Records of labeled points
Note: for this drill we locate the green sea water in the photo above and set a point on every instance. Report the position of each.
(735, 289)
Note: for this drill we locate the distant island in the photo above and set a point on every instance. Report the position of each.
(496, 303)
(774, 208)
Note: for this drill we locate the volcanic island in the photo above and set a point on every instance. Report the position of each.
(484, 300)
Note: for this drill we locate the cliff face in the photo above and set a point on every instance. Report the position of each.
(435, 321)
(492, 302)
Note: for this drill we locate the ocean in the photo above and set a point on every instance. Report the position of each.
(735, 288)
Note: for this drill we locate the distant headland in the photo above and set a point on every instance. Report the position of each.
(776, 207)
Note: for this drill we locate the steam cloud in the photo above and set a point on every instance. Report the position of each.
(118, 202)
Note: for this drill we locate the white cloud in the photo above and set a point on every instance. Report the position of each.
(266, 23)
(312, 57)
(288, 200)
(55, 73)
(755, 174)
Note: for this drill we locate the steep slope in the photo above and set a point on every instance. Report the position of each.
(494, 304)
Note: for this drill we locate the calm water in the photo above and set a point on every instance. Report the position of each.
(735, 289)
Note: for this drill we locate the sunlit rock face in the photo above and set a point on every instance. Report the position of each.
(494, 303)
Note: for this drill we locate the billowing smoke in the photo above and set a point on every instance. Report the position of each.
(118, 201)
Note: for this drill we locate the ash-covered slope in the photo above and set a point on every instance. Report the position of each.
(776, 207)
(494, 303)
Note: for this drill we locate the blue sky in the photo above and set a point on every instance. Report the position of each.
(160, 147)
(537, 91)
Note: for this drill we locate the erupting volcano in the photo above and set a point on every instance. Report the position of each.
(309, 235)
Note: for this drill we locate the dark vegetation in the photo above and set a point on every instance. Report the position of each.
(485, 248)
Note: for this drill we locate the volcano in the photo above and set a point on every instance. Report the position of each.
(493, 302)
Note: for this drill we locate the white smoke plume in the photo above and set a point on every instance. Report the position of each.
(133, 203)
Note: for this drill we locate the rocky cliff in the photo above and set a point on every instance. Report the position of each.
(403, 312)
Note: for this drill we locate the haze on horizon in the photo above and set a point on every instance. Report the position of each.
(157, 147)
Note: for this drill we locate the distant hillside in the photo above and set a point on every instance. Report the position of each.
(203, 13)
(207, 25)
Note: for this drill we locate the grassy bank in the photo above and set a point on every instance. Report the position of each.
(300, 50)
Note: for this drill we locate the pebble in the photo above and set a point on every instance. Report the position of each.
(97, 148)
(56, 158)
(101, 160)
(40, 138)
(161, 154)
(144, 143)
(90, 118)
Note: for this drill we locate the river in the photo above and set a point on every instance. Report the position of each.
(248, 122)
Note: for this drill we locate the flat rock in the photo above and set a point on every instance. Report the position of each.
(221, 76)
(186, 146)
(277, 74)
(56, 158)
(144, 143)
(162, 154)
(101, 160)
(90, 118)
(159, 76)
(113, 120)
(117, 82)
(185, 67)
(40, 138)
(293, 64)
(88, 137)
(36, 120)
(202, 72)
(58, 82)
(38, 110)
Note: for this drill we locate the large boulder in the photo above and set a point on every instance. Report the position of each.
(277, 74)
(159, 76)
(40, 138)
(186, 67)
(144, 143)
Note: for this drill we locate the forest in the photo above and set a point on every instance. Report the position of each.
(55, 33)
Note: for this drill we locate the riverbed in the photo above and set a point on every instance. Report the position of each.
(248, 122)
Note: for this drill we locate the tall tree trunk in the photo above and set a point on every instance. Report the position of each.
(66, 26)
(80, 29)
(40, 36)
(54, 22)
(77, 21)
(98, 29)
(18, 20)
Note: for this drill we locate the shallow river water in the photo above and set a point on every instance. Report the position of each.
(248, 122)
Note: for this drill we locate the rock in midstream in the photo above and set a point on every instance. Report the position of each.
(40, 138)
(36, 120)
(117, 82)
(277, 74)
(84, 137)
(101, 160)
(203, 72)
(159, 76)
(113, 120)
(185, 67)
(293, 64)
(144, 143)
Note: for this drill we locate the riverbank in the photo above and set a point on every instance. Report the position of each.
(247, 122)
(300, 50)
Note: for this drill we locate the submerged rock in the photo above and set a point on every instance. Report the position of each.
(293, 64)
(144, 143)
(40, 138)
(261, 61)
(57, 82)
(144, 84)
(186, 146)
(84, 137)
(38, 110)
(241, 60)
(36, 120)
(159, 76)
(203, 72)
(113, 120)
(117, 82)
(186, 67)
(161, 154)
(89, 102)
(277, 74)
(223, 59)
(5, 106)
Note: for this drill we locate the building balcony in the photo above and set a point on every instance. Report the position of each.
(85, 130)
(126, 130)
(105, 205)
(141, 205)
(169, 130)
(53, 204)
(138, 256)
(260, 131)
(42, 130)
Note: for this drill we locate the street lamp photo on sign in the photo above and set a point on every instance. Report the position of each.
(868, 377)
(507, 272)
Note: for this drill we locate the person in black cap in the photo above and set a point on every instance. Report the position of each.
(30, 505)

--

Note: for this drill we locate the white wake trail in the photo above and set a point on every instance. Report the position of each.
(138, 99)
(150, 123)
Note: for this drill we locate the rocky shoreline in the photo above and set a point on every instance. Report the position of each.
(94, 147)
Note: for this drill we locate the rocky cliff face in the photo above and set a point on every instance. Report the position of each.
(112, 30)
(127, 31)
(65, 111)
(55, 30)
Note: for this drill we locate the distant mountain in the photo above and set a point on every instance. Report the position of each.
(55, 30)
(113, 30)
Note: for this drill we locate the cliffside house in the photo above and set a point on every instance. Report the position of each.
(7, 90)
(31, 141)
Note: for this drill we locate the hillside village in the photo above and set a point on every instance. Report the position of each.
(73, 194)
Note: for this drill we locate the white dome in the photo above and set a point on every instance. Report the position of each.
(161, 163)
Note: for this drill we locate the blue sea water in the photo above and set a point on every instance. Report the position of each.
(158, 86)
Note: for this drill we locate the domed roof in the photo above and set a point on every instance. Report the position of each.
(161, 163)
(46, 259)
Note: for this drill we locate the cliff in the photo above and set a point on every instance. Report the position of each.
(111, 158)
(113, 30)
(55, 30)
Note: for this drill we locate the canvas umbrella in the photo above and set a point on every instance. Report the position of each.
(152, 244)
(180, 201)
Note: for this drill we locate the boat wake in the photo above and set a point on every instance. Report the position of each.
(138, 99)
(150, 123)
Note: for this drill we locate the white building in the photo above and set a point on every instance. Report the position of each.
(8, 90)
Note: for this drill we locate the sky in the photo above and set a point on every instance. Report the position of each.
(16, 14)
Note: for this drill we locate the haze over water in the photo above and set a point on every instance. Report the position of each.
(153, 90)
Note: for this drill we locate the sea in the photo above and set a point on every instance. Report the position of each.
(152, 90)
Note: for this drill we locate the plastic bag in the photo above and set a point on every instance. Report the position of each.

== WRITTEN REQUEST ==
Retype the data above word for word, beginning at the line that contains "Note: for this drill we locate the cliff in" and stopping after the line that contains "Note: for this drill we locate the plastic".

== IN RESPONSE ==
Note: for this drill we locate the cliff in the photo above and set a point on every instance. Report the position of each.
(111, 158)
(113, 30)
(55, 30)
Note: for this drill we locate the canvas umbrella in the photo above and set a point on every instance. Report the position of each.
(152, 244)
(180, 201)
Note: for this drill we locate the boat wake in the photo above and set a point on every instance. Report the position of each.
(138, 99)
(150, 123)
Note: for this drill we locate the white building in the photo above and set a point on every instance. Report the position of each.
(8, 90)
Note: for this drill we locate the sky in the photo above and set a point on every instance. Report the position of each.
(16, 14)
Note: for this drill we locate the haze over water in the photo above and set a point on every instance. Report the position of each.
(153, 90)
Note: for this drill we locate the sea in the photo above and set a point on every instance. Report the position of each.
(152, 90)
Note: for this drill we locate the plastic bag in the photo above and set a point on every instance. Report the position of each.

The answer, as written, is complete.